## Information supplied
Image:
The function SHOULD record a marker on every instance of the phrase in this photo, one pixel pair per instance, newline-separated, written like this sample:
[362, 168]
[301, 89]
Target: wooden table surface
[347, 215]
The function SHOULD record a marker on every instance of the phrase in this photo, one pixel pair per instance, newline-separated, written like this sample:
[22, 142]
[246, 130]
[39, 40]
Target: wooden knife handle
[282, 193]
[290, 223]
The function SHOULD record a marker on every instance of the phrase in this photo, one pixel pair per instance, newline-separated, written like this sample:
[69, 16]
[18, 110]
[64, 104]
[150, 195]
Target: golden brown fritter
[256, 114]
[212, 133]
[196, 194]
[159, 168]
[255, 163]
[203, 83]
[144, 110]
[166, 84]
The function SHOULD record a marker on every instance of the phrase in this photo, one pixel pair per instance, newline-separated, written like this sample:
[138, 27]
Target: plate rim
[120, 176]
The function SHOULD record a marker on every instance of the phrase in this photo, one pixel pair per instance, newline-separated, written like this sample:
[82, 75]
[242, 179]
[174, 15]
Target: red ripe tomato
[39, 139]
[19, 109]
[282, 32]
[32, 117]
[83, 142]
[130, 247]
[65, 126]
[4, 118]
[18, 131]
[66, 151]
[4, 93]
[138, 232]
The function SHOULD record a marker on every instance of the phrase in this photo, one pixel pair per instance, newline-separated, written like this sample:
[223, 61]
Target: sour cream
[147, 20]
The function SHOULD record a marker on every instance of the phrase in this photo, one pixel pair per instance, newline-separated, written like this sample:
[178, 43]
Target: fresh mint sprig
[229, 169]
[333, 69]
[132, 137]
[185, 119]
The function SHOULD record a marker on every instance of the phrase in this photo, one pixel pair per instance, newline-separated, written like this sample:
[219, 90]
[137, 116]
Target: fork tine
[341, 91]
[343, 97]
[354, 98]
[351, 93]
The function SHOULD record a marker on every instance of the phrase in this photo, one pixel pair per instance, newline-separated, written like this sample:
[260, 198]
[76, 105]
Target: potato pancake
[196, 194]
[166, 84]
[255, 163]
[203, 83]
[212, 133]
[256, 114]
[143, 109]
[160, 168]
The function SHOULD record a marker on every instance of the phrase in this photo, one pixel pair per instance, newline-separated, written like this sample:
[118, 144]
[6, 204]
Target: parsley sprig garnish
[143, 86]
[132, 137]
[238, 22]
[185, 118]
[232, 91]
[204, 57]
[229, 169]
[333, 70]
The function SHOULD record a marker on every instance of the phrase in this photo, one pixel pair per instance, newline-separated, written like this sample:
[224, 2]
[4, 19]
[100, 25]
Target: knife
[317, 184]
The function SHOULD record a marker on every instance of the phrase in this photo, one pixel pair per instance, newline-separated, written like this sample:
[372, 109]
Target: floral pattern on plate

## Problem description
Output the full listing again, exactly as it stands above.

## Task output
Image:
The function SHOULD record a marker on every instance of the phrase in this photo, one pixel pair per instance, newline-separated, written like this sample:
[362, 168]
[301, 89]
Target: wooden table surface
[347, 215]
The function SHOULD record a marker on every instance of the phrase in this photo, one pixel pair per instance, newline-separated, written like this sample:
[22, 142]
[246, 130]
[39, 40]
Target: wooden knife handle
[282, 193]
[290, 223]
The function SHOULD record a marker on every instance of the phrase in this photo, one pixel pair per instance, newline-separated, written like this sample:
[69, 16]
[18, 110]
[64, 104]
[150, 195]
Target: golden brown fritter
[256, 114]
[212, 133]
[196, 194]
[159, 168]
[255, 163]
[203, 83]
[144, 110]
[166, 84]
The function SHOULD record a marker on every instance of the phrase in this photo, one pixel pair per instance, newline-separated, written like this sample:
[138, 27]
Target: plate rim
[120, 176]
The function SHOULD record a marker on every instance of the phrase in this photo, one pixel pair per instance, newline-separated, written like this sample:
[82, 75]
[242, 179]
[174, 15]
Target: red ripe tomato
[39, 139]
[19, 109]
[282, 32]
[32, 117]
[83, 142]
[130, 247]
[65, 126]
[4, 118]
[18, 131]
[66, 151]
[4, 93]
[138, 232]
The function SHOULD record a marker on every instance of the phrase in this photo, one pixel pair per instance, newline-separated, written like this sample:
[223, 61]
Target: sour cream
[147, 20]
The function SHOULD record a marker on every instance of the phrase in this photo, one pixel pair per instance, newline-separated, written like this sample:
[178, 43]
Target: fresh mint sprig
[229, 169]
[333, 69]
[132, 137]
[185, 119]
The function SHOULD record a marker on every instance of the phrase in this photo, one pixel pair per instance, newline-separated, written like this sample:
[219, 90]
[137, 116]
Target: fork tine
[341, 91]
[343, 97]
[354, 98]
[351, 93]
The function SHOULD record a marker on every instance of the phrase in this photo, one pixel pair per instance, newline-separated, written like this sample:
[260, 198]
[76, 105]
Target: potato pancake
[196, 194]
[166, 84]
[255, 163]
[203, 83]
[212, 133]
[256, 114]
[143, 109]
[160, 168]
The function SHOULD record a marker on every instance of the phrase in this photo, one pixel pair per instance, newline-separated, written like this sample:
[118, 144]
[6, 204]
Target: parsley sprig garnish
[143, 86]
[132, 137]
[238, 22]
[185, 118]
[232, 91]
[204, 57]
[229, 169]
[333, 70]
The function SHOULD record a marker on every instance of the phrase in this photo, one pixel pair per instance, newline-separated, written like this sample:
[224, 2]
[4, 19]
[100, 25]
Target: knife
[317, 184]
The function SHOULD record a marker on every instance of the phrase in this photo, one pixel pair per instance, newline-separated, written like this sample:
[372, 109]
Target: floral pattern on plate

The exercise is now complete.